===== Material

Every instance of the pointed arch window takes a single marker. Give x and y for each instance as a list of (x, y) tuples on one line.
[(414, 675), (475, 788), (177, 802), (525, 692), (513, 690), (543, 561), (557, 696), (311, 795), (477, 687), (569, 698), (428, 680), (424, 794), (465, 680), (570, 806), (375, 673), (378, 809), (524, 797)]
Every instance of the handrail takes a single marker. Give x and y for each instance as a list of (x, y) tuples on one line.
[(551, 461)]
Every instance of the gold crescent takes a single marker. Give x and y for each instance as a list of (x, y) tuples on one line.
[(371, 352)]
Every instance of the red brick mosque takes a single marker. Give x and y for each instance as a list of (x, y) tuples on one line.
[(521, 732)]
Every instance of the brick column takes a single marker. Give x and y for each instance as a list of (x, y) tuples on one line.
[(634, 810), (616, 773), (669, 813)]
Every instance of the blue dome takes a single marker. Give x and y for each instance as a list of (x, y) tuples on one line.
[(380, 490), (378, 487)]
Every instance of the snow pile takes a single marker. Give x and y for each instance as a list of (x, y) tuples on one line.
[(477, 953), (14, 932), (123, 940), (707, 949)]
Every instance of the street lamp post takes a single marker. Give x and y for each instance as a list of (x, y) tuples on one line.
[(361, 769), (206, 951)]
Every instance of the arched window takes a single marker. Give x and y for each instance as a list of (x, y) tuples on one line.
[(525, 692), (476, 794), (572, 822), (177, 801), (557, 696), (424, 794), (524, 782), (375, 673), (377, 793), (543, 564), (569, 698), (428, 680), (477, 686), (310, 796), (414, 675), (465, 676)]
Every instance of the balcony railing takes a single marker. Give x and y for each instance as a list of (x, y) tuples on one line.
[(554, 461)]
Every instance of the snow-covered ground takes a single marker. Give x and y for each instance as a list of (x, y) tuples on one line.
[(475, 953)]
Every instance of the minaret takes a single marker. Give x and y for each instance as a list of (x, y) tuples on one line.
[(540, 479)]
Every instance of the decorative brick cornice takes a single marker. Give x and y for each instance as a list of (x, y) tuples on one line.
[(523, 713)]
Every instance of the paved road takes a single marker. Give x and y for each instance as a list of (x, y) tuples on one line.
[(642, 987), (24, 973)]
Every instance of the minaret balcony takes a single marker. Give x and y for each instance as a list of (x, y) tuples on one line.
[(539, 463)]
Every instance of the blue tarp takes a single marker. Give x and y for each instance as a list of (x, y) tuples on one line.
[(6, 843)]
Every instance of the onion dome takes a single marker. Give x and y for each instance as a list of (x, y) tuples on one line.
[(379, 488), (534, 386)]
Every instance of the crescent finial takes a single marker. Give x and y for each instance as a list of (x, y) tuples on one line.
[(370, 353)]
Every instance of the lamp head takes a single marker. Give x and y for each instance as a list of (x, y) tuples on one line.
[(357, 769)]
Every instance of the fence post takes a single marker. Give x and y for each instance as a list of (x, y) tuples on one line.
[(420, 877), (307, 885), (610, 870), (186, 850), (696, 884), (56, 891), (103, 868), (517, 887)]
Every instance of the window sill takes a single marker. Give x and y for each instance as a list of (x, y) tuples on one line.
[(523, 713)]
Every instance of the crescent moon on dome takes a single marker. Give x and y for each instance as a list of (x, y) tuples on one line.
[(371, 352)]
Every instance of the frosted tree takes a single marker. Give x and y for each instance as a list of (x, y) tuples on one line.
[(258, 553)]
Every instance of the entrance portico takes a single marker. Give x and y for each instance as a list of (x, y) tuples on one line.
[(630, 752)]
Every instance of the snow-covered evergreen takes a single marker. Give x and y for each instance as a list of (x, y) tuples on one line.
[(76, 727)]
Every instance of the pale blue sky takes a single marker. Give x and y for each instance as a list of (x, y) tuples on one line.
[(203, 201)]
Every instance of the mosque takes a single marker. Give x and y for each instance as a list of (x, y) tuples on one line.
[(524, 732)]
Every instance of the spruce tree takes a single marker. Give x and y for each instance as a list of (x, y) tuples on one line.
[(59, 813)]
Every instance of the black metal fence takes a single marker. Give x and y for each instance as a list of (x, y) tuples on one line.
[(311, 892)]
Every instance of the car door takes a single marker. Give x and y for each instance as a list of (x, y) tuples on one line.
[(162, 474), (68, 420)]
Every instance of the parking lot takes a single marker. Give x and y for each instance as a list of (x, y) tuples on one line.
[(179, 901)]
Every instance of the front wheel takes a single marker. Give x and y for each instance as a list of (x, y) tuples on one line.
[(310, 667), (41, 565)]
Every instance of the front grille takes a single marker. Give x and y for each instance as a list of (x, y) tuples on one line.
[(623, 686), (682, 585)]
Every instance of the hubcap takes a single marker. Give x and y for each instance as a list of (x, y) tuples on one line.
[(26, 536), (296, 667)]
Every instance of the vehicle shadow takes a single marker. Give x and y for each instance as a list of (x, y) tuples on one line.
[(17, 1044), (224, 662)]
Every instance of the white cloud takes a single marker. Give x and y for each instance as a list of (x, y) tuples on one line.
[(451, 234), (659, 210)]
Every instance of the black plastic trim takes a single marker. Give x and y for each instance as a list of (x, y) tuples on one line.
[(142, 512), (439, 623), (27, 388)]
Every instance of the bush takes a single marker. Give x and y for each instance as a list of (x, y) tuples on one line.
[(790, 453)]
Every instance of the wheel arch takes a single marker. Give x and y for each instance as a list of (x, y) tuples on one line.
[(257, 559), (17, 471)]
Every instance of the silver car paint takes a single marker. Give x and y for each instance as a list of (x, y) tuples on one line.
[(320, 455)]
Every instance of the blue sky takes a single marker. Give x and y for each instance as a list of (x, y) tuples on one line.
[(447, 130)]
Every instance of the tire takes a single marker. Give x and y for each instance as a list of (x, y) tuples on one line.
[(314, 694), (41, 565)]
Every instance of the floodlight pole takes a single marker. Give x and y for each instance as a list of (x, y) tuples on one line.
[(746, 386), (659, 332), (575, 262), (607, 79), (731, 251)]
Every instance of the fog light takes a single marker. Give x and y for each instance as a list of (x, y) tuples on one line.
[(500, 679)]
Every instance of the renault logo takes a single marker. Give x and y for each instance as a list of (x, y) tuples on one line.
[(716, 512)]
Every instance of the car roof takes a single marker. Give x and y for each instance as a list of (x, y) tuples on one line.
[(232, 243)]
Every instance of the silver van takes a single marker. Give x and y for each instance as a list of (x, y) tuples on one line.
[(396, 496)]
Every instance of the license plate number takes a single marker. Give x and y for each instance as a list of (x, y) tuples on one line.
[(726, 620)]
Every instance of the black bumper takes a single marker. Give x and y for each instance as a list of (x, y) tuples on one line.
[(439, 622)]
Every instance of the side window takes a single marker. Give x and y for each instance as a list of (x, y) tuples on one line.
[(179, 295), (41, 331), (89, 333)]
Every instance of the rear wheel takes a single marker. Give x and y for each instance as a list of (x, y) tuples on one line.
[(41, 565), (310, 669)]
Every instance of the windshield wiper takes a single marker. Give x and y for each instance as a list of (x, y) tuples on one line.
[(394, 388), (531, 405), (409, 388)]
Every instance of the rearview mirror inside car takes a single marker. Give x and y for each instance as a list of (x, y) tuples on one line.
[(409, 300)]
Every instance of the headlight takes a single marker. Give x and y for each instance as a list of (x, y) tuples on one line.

==========
===== Material

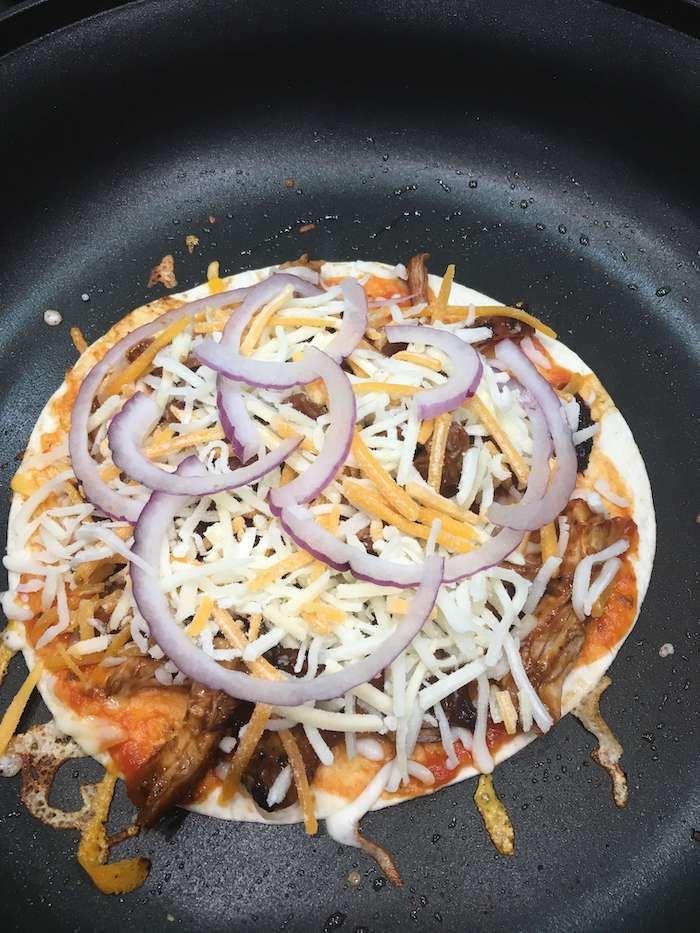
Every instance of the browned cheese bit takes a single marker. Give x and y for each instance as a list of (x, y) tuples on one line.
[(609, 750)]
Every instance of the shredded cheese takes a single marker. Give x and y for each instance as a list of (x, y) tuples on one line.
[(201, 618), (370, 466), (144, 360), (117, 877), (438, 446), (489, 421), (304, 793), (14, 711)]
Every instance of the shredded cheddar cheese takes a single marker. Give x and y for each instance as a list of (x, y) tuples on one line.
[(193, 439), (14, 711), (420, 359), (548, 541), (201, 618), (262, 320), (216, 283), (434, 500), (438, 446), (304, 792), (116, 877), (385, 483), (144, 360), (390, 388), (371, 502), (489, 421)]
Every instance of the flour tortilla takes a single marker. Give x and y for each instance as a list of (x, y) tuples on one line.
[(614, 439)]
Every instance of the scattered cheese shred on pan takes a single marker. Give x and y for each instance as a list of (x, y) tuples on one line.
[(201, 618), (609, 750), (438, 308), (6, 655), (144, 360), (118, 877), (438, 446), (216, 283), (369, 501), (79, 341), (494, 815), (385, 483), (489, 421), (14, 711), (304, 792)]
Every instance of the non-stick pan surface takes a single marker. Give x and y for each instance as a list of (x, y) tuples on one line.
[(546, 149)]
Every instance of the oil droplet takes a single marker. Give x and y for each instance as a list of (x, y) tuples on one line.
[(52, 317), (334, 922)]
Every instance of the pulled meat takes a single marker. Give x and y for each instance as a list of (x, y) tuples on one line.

==========

§ **Task to carry out**
Reproduce only the part of the material that opens with the line containing "Every instance of the front wheel" and closes with the line containing "[(451, 234), (659, 210)]", keeping every line in it, requests included. Offset each coordinate in that part by adding 102 to it.

§ **Task answer**
Every instance of the front wheel takes a single marker. Give x and y for each instance as a list of (x, y) tuples on one line.
[(412, 769), (143, 667)]
Every instance of the front grille takes a single marker. Give x and y for each instance as a list of (x, y) tuples on one line.
[(725, 788), (784, 687)]
Every instance of the hubcap takes a single marker. Give x and y for each instance as a list of (x, y) tuples on one line.
[(128, 638), (398, 769)]
Every instance of the vehicle shadow takes a single marker. Give x and y for each instance as a list of (x, y) tuples on one line.
[(119, 1146), (326, 764)]
Every instance of the white cloud takes a single marker. Give x and y for each instance as a list of (x, y) tuples on one line.
[(553, 336), (761, 312)]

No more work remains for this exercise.